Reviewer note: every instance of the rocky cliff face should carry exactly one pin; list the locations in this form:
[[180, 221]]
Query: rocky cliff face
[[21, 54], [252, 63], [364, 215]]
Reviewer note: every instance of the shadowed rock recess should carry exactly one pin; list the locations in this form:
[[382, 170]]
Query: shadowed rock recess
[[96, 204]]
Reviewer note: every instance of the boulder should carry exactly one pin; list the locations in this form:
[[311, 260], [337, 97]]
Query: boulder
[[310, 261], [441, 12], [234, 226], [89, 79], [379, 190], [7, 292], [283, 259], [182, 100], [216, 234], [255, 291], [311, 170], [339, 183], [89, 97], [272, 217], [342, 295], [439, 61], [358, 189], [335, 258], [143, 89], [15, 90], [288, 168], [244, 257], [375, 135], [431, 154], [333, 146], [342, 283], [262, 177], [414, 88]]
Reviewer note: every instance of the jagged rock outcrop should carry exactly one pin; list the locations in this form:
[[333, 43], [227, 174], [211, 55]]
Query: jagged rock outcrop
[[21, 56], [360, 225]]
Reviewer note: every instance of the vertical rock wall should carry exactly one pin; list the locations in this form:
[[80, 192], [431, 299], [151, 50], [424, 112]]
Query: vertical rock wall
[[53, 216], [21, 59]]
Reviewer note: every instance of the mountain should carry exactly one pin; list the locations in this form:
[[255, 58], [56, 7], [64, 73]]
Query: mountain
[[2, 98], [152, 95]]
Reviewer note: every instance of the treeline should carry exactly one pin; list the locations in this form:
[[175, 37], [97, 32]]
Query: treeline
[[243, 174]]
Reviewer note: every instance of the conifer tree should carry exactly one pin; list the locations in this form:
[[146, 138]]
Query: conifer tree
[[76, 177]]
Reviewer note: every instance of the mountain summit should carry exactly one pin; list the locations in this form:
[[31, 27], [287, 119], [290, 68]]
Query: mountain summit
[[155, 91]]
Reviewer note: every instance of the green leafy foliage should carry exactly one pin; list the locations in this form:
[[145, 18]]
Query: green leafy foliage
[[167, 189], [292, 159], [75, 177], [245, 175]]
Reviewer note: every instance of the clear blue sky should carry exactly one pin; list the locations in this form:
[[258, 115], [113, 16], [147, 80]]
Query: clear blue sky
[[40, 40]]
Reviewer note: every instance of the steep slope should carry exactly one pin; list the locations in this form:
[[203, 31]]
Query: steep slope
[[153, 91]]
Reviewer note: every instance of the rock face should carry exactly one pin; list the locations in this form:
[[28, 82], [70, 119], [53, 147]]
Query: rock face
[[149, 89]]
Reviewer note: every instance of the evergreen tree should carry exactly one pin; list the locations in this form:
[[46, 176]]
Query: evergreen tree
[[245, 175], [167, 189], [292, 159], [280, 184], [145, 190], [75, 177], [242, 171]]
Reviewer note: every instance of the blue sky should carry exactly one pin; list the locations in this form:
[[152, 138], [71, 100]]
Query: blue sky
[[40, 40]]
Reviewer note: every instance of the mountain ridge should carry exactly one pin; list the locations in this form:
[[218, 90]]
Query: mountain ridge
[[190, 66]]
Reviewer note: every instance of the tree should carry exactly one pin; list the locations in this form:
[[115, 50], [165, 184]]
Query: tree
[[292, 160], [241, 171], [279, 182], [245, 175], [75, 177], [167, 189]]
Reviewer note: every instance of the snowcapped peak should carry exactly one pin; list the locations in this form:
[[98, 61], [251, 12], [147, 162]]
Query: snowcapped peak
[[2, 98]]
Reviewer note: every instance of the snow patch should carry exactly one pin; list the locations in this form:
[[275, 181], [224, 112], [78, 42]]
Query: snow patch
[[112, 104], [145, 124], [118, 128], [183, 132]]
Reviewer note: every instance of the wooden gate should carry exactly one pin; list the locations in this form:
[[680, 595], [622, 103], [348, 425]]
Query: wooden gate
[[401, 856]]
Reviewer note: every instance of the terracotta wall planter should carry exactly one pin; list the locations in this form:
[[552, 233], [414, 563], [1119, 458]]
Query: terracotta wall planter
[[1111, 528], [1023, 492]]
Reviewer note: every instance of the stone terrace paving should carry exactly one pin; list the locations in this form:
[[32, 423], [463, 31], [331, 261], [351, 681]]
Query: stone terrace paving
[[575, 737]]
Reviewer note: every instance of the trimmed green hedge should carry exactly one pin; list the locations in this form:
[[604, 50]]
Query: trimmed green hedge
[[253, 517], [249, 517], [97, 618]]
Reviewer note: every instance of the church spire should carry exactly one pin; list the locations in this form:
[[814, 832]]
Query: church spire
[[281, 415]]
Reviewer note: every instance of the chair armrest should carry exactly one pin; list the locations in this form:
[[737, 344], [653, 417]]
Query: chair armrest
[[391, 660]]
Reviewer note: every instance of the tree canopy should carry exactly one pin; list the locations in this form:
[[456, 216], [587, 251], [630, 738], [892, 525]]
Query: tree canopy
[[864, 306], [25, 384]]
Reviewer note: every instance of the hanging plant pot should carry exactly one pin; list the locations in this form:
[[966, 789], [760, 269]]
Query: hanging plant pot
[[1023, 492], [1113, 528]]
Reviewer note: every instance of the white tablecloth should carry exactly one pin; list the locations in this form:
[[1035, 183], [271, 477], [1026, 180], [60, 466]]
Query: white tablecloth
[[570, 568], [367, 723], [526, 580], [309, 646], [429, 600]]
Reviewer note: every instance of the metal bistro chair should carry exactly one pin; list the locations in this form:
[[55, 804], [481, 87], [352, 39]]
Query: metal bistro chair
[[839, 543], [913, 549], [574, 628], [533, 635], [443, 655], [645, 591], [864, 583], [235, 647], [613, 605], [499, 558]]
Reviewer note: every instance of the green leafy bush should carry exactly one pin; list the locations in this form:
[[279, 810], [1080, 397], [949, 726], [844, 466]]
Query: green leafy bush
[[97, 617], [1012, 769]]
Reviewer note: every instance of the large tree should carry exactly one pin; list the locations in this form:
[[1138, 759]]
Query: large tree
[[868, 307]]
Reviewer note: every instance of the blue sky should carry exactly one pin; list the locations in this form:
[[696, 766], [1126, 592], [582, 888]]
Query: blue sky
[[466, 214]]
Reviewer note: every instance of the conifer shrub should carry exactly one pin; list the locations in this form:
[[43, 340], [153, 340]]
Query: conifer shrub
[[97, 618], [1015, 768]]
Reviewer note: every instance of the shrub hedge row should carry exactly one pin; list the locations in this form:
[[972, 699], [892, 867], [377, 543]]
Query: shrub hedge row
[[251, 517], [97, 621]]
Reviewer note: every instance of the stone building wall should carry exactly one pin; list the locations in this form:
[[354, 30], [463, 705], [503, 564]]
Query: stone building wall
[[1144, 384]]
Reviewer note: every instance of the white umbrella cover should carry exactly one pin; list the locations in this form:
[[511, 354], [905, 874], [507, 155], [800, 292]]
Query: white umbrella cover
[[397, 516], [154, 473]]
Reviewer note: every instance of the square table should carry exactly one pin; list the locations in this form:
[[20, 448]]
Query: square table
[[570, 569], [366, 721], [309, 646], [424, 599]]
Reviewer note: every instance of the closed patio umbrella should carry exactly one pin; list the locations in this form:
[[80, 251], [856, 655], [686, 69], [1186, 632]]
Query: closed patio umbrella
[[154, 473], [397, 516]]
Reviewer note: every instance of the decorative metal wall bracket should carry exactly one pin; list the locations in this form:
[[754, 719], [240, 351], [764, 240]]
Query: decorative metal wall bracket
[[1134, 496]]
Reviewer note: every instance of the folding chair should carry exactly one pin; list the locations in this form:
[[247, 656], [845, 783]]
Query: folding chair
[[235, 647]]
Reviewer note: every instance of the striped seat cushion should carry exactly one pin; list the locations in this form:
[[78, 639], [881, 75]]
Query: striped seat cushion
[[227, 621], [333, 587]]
* * *
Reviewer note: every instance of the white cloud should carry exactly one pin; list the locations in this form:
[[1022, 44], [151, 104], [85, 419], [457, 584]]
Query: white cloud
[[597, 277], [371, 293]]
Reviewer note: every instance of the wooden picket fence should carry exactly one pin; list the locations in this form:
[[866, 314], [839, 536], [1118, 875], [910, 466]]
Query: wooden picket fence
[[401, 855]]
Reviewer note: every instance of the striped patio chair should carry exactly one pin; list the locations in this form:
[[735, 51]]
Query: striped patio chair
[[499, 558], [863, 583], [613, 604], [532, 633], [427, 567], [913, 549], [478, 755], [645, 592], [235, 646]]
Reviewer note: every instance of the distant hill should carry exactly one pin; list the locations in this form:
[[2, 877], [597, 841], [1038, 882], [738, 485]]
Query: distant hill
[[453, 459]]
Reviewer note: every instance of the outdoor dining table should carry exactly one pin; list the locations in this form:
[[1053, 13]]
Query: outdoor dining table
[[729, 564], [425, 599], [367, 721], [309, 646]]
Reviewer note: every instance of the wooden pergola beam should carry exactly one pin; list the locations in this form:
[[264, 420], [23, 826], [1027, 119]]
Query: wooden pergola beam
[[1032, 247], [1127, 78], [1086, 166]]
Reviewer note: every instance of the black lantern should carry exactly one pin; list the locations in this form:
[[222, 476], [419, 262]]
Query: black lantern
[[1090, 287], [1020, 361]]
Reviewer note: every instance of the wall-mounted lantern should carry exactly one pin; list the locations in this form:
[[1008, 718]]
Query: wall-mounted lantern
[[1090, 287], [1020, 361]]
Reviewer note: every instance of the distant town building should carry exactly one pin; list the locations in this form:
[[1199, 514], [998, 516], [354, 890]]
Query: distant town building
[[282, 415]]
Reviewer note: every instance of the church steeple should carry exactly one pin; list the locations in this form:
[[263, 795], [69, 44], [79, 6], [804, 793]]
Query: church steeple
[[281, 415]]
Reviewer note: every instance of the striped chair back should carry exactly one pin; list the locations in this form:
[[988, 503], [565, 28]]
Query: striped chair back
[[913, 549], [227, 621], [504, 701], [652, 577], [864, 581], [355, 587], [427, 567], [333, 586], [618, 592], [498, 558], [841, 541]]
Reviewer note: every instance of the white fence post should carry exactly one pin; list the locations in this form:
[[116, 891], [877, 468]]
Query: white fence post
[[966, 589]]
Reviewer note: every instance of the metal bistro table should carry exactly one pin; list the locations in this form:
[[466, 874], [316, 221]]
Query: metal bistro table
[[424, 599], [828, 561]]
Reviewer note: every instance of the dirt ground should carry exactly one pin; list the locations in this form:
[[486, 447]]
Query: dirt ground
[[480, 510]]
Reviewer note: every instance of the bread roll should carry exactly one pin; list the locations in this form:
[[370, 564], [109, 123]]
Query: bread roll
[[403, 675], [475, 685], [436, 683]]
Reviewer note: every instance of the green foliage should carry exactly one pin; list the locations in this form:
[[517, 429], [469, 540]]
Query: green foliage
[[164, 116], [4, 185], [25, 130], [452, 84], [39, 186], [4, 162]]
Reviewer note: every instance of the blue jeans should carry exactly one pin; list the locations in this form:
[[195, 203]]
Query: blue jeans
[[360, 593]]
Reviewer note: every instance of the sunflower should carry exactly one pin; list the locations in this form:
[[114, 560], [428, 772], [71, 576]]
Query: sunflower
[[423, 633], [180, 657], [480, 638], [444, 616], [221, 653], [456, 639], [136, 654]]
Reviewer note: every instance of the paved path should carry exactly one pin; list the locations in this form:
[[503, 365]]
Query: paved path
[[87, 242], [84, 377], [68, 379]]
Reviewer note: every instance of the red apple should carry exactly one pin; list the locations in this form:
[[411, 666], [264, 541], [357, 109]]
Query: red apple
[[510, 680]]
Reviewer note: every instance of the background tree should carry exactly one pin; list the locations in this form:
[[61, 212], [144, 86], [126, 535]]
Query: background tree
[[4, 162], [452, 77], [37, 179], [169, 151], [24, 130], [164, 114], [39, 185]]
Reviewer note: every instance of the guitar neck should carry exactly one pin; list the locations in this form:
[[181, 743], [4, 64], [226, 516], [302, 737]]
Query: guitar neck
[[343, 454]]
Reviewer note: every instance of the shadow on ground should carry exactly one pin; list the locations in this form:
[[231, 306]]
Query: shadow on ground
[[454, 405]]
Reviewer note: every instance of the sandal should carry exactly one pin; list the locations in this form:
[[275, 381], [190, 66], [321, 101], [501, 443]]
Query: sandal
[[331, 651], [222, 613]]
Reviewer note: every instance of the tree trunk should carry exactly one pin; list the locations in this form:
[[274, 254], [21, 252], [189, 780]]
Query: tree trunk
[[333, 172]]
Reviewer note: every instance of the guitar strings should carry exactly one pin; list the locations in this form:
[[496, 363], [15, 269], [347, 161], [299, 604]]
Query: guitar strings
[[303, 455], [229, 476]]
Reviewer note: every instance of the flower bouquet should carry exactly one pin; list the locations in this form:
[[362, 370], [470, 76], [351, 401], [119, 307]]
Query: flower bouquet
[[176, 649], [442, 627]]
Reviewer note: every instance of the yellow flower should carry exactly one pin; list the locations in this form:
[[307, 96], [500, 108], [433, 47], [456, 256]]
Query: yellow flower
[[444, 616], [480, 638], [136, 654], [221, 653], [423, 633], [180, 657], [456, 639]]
* * *
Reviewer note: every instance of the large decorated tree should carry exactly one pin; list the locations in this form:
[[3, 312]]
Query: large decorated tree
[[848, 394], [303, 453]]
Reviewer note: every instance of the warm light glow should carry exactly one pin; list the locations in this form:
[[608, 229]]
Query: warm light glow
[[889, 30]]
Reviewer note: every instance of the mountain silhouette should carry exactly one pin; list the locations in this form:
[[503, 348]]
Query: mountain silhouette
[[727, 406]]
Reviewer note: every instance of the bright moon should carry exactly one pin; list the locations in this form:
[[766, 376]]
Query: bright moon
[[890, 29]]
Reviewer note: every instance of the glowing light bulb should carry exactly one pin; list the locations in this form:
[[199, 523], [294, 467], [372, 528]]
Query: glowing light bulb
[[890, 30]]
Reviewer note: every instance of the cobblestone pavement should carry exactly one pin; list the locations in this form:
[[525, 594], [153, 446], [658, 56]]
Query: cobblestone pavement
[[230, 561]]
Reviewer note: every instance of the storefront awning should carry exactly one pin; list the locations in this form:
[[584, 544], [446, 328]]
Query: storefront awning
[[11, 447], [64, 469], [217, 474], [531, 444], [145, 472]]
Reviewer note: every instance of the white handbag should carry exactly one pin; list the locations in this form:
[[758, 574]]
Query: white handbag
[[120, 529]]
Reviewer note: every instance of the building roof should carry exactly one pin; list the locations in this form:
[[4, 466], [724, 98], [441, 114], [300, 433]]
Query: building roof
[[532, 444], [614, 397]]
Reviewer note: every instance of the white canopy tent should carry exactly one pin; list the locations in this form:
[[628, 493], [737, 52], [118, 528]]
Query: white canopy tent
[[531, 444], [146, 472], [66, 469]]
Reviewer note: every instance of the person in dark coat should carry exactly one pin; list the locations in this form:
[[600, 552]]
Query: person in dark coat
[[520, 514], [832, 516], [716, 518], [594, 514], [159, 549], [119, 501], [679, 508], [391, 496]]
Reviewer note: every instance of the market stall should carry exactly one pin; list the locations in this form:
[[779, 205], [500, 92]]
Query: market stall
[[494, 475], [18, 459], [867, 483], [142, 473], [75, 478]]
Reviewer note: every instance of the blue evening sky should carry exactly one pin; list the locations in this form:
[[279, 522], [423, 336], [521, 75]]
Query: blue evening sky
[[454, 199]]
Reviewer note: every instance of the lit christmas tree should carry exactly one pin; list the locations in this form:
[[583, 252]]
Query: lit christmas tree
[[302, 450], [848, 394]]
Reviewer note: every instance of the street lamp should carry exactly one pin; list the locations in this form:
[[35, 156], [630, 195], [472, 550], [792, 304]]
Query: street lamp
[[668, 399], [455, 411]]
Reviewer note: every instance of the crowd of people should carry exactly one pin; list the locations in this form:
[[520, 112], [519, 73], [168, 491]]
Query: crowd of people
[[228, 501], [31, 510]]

DIRECTIVE >>
Reproduce the lines above, starting with the line that contains "Reviewer note: every instance of the rocky" and ending with the line that contains "[[243, 174]]", both included.

WRITTEN ANSWER >>
Reviewer note: every instance of the rocky cliff face should carry exactly one pin; list the locations in this form:
[[180, 221]]
Query: rocky cliff face
[[21, 54], [252, 63], [364, 215]]
Reviewer note: every instance of the shadowed rock recess should carry exactly one pin; list the locations in this form:
[[382, 170]]
Query: shadowed rock recess
[[96, 204]]
Reviewer note: every instance of the boulder should carry exactly one pin; list the locations in this form:
[[311, 260], [337, 97]]
Query: boulder
[[310, 261], [441, 12], [234, 226], [89, 79], [379, 190], [7, 292], [283, 259], [182, 100], [216, 234], [255, 291], [311, 170], [339, 183], [89, 97], [272, 217], [342, 295], [439, 61], [358, 189], [335, 258], [143, 89], [15, 90], [288, 168], [244, 257], [375, 135], [431, 154], [333, 146], [342, 283], [262, 177], [414, 88]]
Reviewer note: every instance of the jagged rock outcrop should carry exactly one pin; list the locations in this form:
[[333, 43], [227, 174], [211, 55]]
Query: jagged rock outcrop
[[21, 56], [360, 225]]
Reviewer note: every instance of the vertical rock wall should carry exactly one pin; list the locations in this form:
[[80, 192], [431, 299], [151, 50], [424, 112]]
Query: vertical rock wall
[[53, 216], [21, 59]]
Reviewer note: every instance of the mountain should carry exactly one pin; list the locations in this form:
[[255, 58], [56, 7], [64, 73]]
Query: mountain
[[2, 98], [152, 95]]
Reviewer note: every instance of the treeline should carry exactly one pin; list the locations in this form:
[[175, 37], [97, 32]]
Query: treeline
[[243, 174]]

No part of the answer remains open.